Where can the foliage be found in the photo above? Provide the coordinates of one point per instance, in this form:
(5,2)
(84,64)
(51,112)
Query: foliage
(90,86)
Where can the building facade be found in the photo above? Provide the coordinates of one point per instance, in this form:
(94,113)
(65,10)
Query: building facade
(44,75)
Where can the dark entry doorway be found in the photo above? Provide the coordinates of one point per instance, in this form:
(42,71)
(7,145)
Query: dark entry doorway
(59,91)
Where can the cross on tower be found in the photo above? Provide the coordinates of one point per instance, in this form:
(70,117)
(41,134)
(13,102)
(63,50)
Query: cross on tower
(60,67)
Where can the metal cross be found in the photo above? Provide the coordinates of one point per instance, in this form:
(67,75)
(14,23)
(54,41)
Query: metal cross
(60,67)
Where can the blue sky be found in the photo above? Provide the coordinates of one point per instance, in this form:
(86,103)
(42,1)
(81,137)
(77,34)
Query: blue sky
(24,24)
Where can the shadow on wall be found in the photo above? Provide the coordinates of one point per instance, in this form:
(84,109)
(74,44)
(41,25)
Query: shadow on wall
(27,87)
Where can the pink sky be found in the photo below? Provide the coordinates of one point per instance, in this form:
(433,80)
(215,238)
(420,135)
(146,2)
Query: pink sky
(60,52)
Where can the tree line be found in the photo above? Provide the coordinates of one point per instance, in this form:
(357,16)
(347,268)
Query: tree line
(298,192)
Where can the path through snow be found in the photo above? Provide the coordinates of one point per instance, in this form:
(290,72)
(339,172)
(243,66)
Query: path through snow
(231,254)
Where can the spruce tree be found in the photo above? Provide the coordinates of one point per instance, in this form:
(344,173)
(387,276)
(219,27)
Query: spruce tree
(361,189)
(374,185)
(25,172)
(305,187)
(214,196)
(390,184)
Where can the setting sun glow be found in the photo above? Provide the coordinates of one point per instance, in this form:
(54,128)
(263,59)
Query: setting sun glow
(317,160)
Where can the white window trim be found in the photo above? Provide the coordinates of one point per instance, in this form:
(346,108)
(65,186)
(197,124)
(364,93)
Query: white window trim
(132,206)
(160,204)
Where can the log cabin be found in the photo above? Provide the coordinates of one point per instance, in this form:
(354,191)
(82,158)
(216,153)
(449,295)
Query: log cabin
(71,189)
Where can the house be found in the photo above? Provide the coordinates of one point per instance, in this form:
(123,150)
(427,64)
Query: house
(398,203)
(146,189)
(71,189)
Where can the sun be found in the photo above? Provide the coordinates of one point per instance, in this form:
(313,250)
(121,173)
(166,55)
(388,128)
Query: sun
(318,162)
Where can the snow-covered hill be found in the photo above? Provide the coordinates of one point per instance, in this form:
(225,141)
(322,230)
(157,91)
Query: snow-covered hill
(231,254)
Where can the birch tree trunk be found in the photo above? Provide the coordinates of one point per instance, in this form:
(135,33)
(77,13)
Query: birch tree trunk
************
**Aim:** Can you recast the whole listing above as a numbered list, one line per item, with blank lines left out?

**Final answer:**
1. Where can the foliage be found in the photo above? Provide the coordinates of one point per instance, in this form:
2. (5,2)
3. (84,64)
4. (51,112)
5. Query: foliage
6. (90,86)
7. Where can the building facade be found in the photo above? Provide the coordinates of one point per instance, in this form:
8. (94,113)
9. (65,10)
10. Query: building facade
11. (44,75)
12. Where can the dark entry doorway be found in the photo above? Provide the coordinates of one point per instance, in this form:
13. (42,71)
14. (7,145)
15. Query: dark entry doorway
16. (59,91)
17. Where can the cross on tower be found in the photo above? Provide the coordinates of one point per instance, in this form:
18. (70,117)
19. (41,134)
20. (13,102)
21. (63,50)
22. Query: cross on tower
23. (60,67)
24. Where can the metal cross be found in the photo above? Provide the coordinates of one point per instance, in this form:
25. (67,75)
26. (14,23)
27. (54,41)
28. Query: metal cross
29. (60,67)
30. Where can the blue sky be found in the photo above? Provide the coordinates of one point per instance, in this form:
31. (86,103)
32. (42,1)
33. (81,137)
34. (77,34)
35. Query: blue sky
36. (24,24)
37. Where can the shadow on wall be found in the photo above? Provide the coordinates of one point per instance, in this form:
38. (84,109)
39. (74,44)
40. (41,25)
41. Query: shadow on wall
42. (27,87)
43. Where can the pink sky be found in the photo below? Provide the coordinates of one point per instance, in this form:
44. (433,80)
45. (215,238)
46. (420,135)
47. (146,2)
48. Query: pink sky
49. (60,52)
50. Where can the tree line be found in the photo above? Provide the coordinates of one point per instance, in this form:
51. (357,16)
52. (347,268)
53. Query: tree line
54. (298,192)
55. Where can the path through snow be found in the photo above? Provide the coordinates of one point per instance, in this form:
56. (290,72)
57. (339,172)
58. (243,66)
59. Query: path through snow
60. (231,254)
61. Where can the spruce tree be found in the photo above? Provide the coordinates of one point per instance, in this form:
62. (344,173)
63. (387,276)
64. (219,27)
65. Query: spruce tree
66. (361,189)
67. (374,185)
68. (25,172)
69. (305,187)
70. (214,196)
71. (390,184)
72. Where can the setting sun glow be found in the photo above? Provide the coordinates of one point per instance, in this form:
73. (54,128)
74. (263,59)
75. Query: setting sun glow
76. (317,160)
77. Where can the white window trim be found in the photo above? Provide the coordinates of one point per instance, in this form:
78. (346,108)
79. (65,186)
80. (197,124)
81. (364,93)
82. Query: white window trim
83. (132,206)
84. (160,204)
85. Where can the log cabin be found in the photo above? Provide the coordinates of one point per instance, in this form:
86. (354,191)
87. (82,158)
88. (216,153)
89. (449,295)
90. Query: log cabin
91. (71,189)
92. Where can the house be found in the photo above? Provide the coordinates of one point per instance, in this form:
93. (123,150)
94. (427,64)
95. Query: house
96. (398,203)
97. (146,189)
98. (71,189)
99. Where can the sun be found in the photo above? Provide the coordinates of one point per instance, in this form:
100. (313,250)
101. (121,173)
102. (166,55)
103. (388,128)
104. Query: sun
105. (318,162)
106. Where can the snow-covered hill be found in the photo above? Provide the coordinates of one point per instance, in this form:
107. (225,141)
108. (322,230)
109. (157,91)
110. Query: snow-covered hill
111. (231,254)
112. Where can the birch tree trunk be found in the photo above? Provide the coordinates of one point per instance, in this form:
113. (135,33)
114. (77,13)
115. Query: birch tree trunk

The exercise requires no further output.